Items:
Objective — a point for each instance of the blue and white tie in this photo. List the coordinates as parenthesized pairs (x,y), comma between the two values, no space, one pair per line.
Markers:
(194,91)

* * *

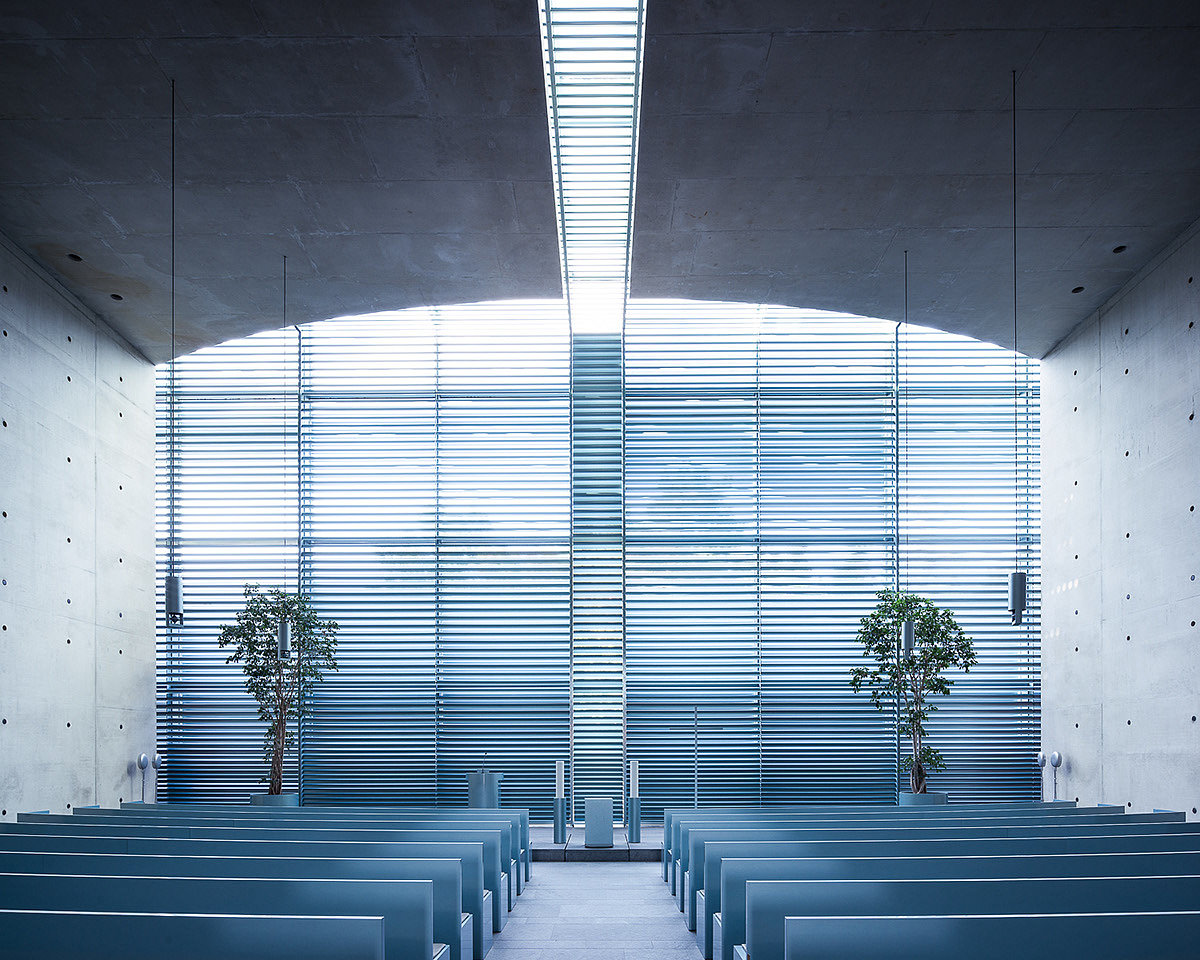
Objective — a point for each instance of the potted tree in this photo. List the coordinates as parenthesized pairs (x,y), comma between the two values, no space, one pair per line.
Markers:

What to produce:
How many lines in the two blocks of records above contain the word "coordinates", matching case exactly? Reply with the number alone.

Result below:
2